====== DATASET CONTENT ======

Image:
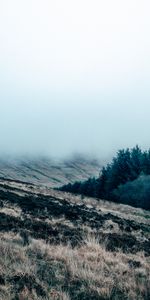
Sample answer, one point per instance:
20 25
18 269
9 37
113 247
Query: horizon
74 77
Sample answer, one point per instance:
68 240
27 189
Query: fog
74 76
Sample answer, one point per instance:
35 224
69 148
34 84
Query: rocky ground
58 246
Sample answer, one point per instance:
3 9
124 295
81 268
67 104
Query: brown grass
58 271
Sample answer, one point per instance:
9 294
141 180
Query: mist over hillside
47 171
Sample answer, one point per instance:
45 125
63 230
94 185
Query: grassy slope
58 246
47 172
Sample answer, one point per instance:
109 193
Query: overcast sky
74 76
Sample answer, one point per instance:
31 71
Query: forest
125 180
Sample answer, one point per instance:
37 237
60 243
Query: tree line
125 180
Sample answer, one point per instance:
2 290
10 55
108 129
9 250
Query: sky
74 76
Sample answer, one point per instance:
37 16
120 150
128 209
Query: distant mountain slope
44 171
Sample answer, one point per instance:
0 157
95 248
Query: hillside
58 246
48 172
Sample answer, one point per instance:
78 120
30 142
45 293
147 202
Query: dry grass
61 272
53 270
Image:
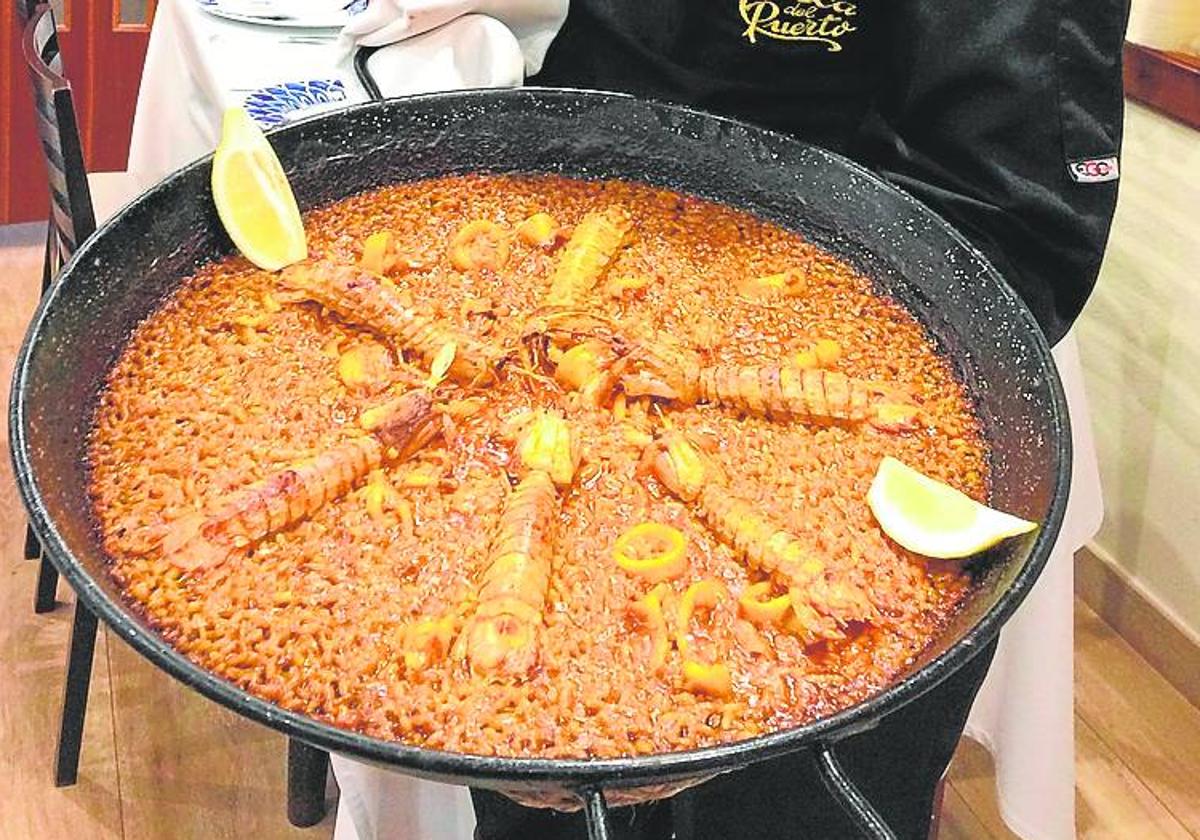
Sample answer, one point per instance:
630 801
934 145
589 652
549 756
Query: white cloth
533 23
1025 711
197 65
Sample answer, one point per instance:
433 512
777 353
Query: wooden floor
159 761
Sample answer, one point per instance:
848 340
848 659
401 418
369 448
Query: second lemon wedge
253 197
933 519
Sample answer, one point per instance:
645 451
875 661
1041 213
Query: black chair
72 220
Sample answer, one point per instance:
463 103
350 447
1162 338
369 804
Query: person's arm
1005 117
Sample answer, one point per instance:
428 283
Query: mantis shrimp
396 430
361 298
503 634
819 604
780 391
586 255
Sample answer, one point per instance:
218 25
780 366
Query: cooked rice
215 391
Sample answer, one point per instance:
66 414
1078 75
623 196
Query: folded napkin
533 22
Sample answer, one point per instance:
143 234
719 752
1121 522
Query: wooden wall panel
103 57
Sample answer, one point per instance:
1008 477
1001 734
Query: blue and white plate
279 103
297 13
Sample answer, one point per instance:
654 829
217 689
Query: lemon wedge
933 519
253 197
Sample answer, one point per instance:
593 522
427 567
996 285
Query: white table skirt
198 65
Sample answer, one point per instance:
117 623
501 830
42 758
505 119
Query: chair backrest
71 211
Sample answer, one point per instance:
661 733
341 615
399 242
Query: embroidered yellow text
819 21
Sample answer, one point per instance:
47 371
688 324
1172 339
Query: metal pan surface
136 259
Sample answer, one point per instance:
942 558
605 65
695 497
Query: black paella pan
132 263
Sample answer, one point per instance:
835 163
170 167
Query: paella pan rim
513 773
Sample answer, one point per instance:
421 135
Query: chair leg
75 696
48 258
47 586
307 772
33 545
935 819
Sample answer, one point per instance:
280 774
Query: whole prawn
779 391
363 298
503 636
204 539
589 250
821 605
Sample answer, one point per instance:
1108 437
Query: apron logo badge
1095 171
816 21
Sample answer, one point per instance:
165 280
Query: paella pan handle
852 802
595 811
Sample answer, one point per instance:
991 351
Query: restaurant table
198 64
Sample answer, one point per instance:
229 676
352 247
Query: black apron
1003 115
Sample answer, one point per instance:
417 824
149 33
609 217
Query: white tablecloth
197 65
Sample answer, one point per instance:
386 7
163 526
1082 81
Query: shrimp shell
589 250
300 490
821 603
363 298
503 636
779 391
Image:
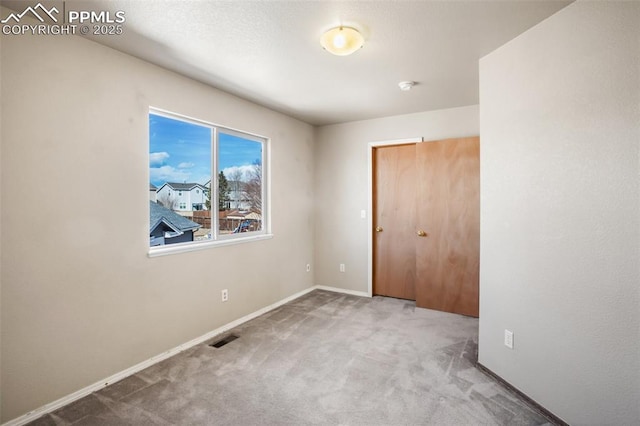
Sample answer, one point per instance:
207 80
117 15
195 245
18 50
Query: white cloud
157 158
168 174
242 173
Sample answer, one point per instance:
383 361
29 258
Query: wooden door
448 257
394 216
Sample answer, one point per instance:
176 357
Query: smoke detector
406 85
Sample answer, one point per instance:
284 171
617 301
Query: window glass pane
239 184
180 175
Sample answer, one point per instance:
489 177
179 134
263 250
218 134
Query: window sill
187 247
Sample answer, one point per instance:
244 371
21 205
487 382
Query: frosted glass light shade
342 41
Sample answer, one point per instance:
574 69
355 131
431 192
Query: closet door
447 233
394 249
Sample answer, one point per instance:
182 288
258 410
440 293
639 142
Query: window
187 154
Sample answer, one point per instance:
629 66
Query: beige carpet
326 359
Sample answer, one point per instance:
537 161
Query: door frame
370 147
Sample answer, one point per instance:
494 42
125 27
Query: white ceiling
269 51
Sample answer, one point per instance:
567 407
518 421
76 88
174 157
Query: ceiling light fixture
406 85
342 41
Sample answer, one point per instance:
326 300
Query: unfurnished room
319 212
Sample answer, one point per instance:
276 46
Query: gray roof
183 186
172 219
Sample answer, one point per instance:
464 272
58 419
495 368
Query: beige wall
80 298
342 191
560 219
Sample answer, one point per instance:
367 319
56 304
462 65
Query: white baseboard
52 406
342 290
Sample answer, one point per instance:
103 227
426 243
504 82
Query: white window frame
217 239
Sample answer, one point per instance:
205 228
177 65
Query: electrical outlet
508 339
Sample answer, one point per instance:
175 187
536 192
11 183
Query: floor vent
220 343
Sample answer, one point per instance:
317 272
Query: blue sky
181 151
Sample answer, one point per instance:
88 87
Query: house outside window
218 175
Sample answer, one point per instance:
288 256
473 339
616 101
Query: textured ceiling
269 51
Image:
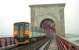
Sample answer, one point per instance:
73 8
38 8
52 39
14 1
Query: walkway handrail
64 44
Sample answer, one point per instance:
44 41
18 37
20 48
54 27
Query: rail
64 44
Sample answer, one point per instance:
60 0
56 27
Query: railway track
33 46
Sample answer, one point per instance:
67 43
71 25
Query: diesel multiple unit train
23 33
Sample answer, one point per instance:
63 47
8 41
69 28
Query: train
23 33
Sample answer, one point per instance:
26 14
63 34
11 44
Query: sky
12 11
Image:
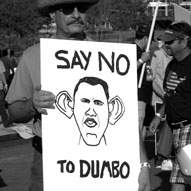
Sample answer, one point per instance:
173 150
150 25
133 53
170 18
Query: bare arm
157 89
22 111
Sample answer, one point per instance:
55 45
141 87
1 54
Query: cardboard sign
90 139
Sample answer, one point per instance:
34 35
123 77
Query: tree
121 14
20 16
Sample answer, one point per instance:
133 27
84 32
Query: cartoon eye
98 102
84 100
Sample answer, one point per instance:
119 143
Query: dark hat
170 35
143 29
46 6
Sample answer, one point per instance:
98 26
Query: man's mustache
78 21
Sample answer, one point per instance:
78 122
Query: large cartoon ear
64 103
116 108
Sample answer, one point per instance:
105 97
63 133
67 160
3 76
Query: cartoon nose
76 13
91 112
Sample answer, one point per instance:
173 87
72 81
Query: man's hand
144 179
5 88
42 100
154 124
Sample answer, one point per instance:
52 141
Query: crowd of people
166 82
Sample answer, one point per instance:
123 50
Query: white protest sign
90 139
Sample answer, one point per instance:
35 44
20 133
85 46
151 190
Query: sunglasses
172 41
69 9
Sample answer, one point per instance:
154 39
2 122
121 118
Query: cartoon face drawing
91 108
91 112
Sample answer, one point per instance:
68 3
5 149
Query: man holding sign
26 99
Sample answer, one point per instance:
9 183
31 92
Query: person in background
26 99
158 64
3 90
9 69
177 99
145 91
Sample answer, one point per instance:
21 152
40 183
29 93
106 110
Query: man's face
91 112
71 19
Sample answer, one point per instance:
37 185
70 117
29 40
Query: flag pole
149 42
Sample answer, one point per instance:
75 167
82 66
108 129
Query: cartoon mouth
90 122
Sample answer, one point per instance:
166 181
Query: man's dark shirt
177 84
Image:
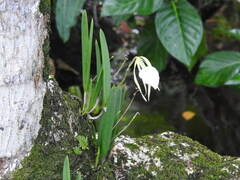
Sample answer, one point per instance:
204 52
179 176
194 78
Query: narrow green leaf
85 42
83 142
217 68
98 58
151 47
120 7
106 67
66 16
105 126
180 29
96 90
66 169
86 50
79 177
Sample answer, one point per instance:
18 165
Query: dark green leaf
150 46
202 50
77 150
105 126
117 19
121 7
79 177
66 169
218 68
235 80
106 67
86 50
179 27
66 16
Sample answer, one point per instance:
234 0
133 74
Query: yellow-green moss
45 7
171 156
46 69
59 124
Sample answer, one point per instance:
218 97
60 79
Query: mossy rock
169 156
60 124
161 156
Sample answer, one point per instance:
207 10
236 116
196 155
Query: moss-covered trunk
163 156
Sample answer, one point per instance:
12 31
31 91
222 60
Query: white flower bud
150 76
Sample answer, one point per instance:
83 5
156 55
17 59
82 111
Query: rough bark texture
60 124
161 156
22 89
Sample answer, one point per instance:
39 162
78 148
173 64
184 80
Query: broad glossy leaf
202 51
218 68
121 7
235 80
179 27
151 47
66 16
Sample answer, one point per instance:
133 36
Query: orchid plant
100 94
149 75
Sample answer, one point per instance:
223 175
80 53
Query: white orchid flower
147 73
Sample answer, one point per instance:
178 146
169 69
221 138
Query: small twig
137 113
126 110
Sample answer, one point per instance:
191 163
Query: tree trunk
22 89
39 122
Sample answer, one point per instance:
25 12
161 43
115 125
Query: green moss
172 156
60 122
46 70
45 7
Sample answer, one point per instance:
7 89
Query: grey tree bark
22 89
34 109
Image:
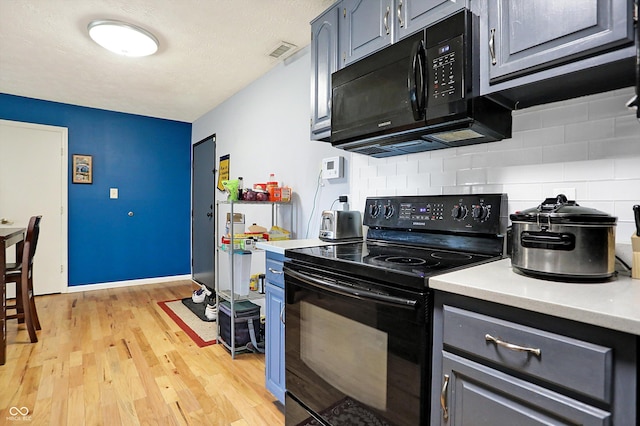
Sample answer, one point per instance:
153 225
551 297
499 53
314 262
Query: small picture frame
82 168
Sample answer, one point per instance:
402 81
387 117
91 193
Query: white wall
265 128
589 144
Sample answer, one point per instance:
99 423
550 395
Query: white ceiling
209 50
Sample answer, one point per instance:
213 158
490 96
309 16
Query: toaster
340 225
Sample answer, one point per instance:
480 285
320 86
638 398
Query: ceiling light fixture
122 38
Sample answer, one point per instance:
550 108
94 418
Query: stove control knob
388 211
459 212
480 213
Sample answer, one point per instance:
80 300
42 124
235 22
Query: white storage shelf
226 287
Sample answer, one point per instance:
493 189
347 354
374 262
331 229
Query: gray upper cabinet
370 25
413 15
324 61
527 36
575 48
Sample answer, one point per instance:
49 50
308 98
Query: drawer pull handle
511 346
443 398
492 48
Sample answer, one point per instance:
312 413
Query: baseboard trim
128 283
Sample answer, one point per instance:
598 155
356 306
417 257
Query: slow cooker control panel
479 213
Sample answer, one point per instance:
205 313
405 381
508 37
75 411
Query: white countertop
281 246
614 305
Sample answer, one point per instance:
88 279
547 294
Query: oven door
355 350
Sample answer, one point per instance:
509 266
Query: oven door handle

======

→ EXERCISE PROMPT:
Please count the lines in the records above that contain the word "bark" and give only that number.

→ ANSWER TO THE PROBLEM:
2